Stated goal 1
In the essay on a solidarity state, in how many cities did welfare recipients rally on a summer afternoon in 1966?
Stated goal 2
Copy out the lines of the listing word for word, starting with the line that contains "Tag every instance of the gold" and going on through the line that contains "x=874 y=225", with both of those lines included.

Selected passage

*-*-*

For a Solidarity State

By Leah Hunt-Hendrix and Astra Taylor
June 2, 2024
 
On a summer afternoon in 1966, an estimated six thousand welfare recipients rallied around the United States in twenty-five cities. Children in tow, the women held forth in public squares, marched on state capitols, and occupied local welfare offices as part of the first cross-country demonstration of recipients of Aid to Families with Dependent Children. They demanded better benefits and—in the words of the two thousand–strong New York City contingent—an end to what they called the “indignities” of the welfare system, which they viewed as a patriarchal and punitive government bureaucracy. In place of meager checks, invasive surveillance, and constant shaming, they called for a guaranteed annual income and insisted that people impacted by policy should have a say in its implementation.
 
Most of the women were Black, but a good number of white women signed on as well. Their actions launched a powerful national movement—the National Welfare Rights Organization (NWRO)—that aimed to increase material support for all struggling families and create the foundation of a care-based economy. Its militancy and rapid growth opened an opportunity to alter the relationship of the state to its citizens, and the movement brought concrete reforms—though the movement would be undone by the changing political climate of the mid-1970s, when the War on Poverty gave way to the War on Crime.
 
Ever since, progressives have been fighting to salvage remnants of the liberal welfare state. They are right to push for more egalitarian policies, whether in the form of higher taxation, more generous public provision, or a stronger regulatory regime. But as the NWRO made clear, the social and emotional dimensions of statecraft are just as key. As we forge a more equitable social contract, we also need to change the character of our social relationships and arrangements. A new approach—rooted in the ethic of solidarity—should be our north star.

*-*-*

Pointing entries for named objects
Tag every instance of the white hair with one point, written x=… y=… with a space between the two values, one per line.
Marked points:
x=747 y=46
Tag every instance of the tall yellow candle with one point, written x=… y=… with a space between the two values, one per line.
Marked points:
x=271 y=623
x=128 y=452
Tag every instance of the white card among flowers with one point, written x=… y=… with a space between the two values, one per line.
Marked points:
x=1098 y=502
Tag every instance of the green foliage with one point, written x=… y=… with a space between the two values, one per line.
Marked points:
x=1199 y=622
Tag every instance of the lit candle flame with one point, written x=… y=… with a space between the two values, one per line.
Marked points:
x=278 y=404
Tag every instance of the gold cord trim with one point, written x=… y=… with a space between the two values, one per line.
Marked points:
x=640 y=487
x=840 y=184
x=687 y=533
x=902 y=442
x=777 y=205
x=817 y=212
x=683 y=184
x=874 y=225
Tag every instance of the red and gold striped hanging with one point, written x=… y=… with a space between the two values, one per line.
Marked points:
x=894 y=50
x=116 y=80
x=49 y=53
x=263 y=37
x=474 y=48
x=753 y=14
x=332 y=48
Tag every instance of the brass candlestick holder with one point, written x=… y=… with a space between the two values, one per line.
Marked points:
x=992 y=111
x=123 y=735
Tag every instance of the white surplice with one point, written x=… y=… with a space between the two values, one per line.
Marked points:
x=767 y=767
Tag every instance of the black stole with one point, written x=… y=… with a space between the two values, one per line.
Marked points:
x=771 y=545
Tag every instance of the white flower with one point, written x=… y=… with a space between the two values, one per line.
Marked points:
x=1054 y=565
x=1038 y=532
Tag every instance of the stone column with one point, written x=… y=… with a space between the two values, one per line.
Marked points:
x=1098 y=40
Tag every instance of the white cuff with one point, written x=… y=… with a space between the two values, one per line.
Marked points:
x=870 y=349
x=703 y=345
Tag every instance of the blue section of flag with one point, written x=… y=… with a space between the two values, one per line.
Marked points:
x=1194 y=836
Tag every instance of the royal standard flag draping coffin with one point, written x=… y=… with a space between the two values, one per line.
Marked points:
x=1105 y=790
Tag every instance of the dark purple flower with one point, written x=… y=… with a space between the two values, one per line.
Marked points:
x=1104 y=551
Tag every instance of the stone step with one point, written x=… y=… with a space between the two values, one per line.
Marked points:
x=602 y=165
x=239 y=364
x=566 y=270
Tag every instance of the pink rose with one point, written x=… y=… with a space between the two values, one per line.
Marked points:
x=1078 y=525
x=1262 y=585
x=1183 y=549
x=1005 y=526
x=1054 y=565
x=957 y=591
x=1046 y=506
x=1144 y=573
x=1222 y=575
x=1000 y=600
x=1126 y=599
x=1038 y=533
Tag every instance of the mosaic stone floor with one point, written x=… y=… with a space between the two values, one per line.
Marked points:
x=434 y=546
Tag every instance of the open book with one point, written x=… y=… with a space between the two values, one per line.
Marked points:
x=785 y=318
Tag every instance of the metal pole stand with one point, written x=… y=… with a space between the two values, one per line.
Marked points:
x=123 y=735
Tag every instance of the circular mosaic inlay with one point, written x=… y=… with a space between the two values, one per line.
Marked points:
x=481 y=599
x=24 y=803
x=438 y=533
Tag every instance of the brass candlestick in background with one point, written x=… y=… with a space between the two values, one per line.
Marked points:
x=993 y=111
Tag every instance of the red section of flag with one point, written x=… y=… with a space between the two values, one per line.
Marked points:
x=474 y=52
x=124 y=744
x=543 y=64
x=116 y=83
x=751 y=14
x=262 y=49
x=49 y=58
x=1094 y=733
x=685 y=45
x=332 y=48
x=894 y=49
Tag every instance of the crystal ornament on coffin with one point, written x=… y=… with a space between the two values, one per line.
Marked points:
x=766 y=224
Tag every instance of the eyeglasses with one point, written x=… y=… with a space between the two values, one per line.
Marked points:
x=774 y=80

*-*-*

Full output 1
Twenty-five cities.

Full output 2
Tag every instance of the gold cord trim with one point, written x=… y=… with a space between the two values, one per line.
Marked points:
x=640 y=487
x=840 y=184
x=687 y=533
x=902 y=442
x=777 y=205
x=817 y=212
x=683 y=184
x=874 y=225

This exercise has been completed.